Aim: Please identify every line in the records below that contains the string "shirt", and copy each of those lines. Case counts.

Records to process:
[START]

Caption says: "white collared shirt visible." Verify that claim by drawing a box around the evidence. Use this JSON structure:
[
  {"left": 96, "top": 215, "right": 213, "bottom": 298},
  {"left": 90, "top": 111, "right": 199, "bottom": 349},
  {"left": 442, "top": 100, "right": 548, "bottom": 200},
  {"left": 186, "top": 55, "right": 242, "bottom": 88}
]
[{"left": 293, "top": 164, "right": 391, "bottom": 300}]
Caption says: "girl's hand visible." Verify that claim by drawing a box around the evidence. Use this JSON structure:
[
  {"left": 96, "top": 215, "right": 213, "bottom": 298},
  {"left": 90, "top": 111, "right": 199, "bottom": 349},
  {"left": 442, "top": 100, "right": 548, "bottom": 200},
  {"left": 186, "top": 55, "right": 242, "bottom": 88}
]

[END]
[START]

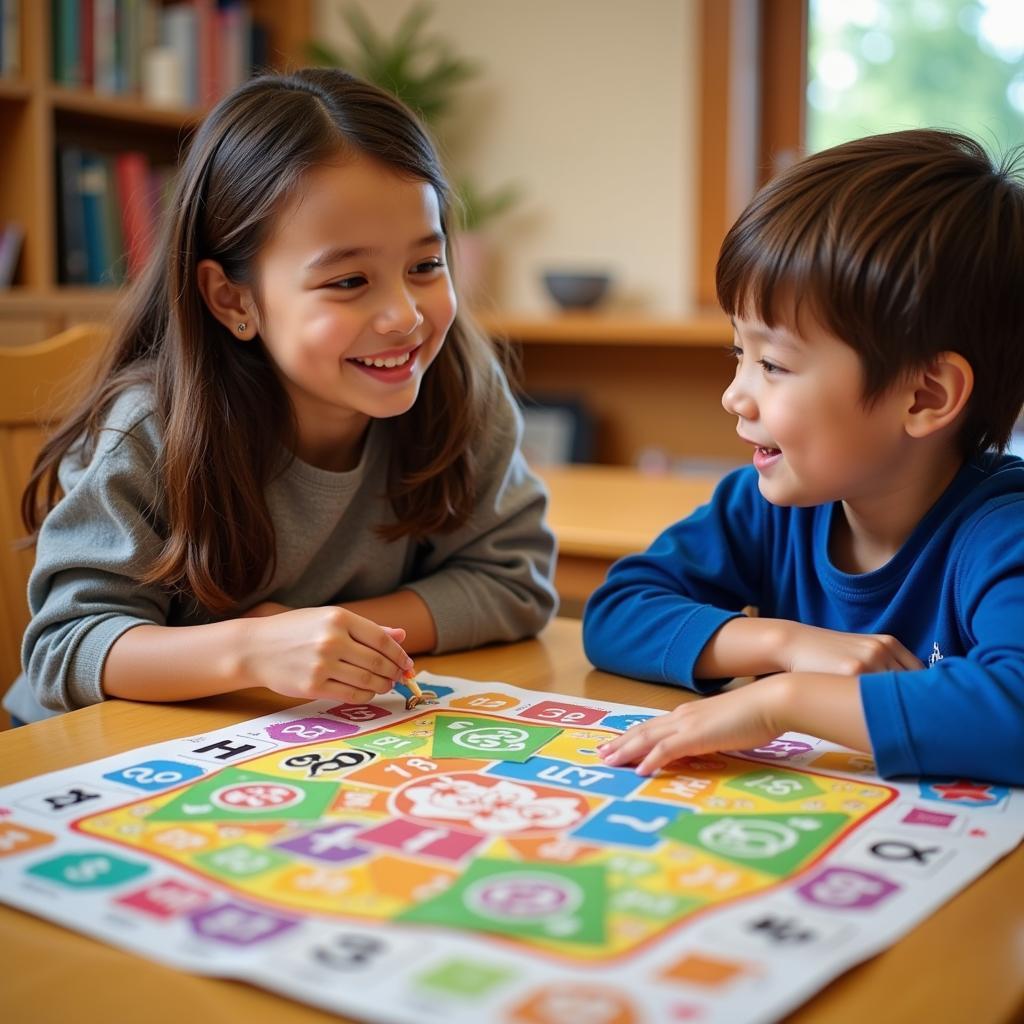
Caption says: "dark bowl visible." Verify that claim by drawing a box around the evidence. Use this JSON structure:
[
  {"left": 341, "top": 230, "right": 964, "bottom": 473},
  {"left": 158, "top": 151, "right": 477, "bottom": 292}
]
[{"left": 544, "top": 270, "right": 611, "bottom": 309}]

[END]
[START]

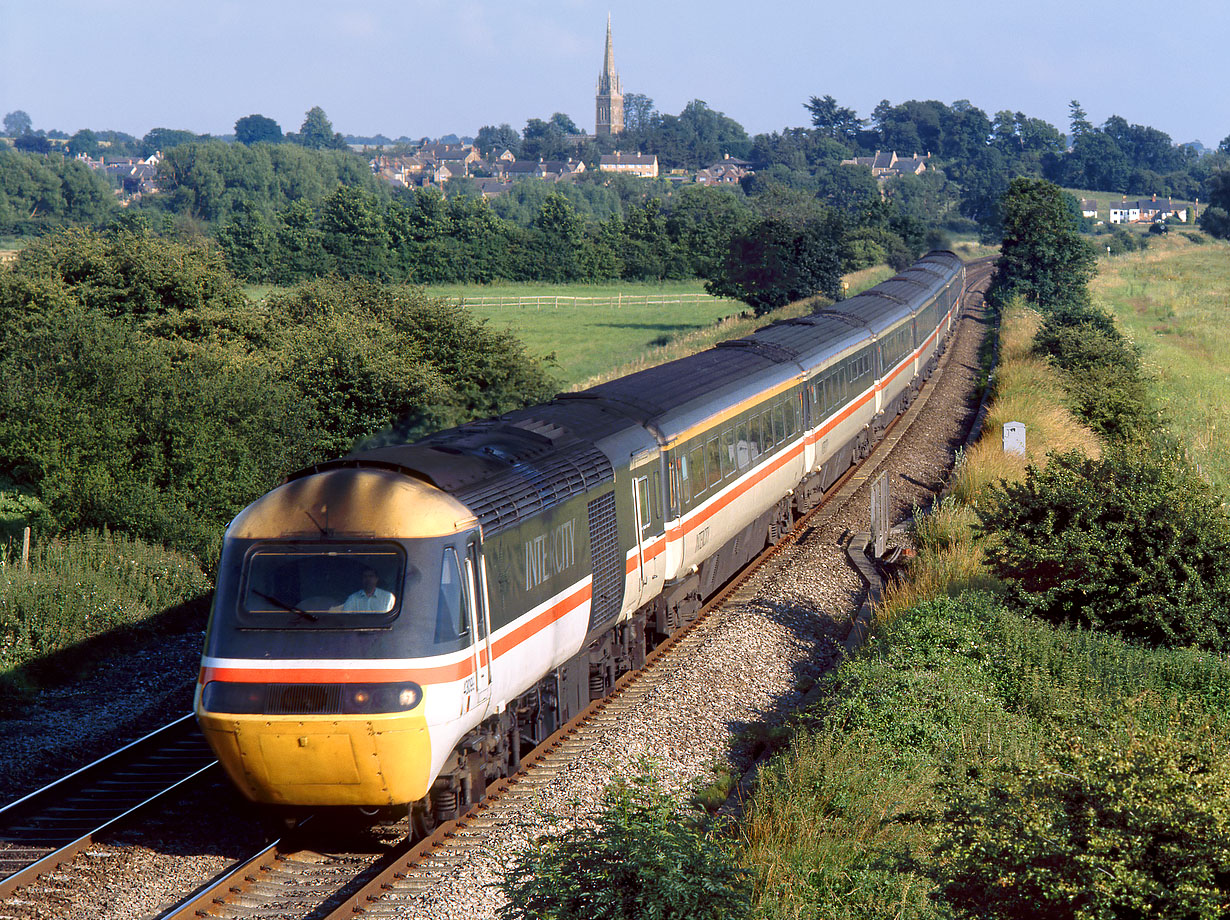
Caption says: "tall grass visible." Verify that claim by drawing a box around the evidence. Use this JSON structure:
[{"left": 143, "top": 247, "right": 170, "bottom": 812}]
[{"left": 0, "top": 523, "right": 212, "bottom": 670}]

[END]

Task solution:
Caption says: "white collared shirt visible." Verify that claim by drawing a box around the evidence. Use this JSON structure:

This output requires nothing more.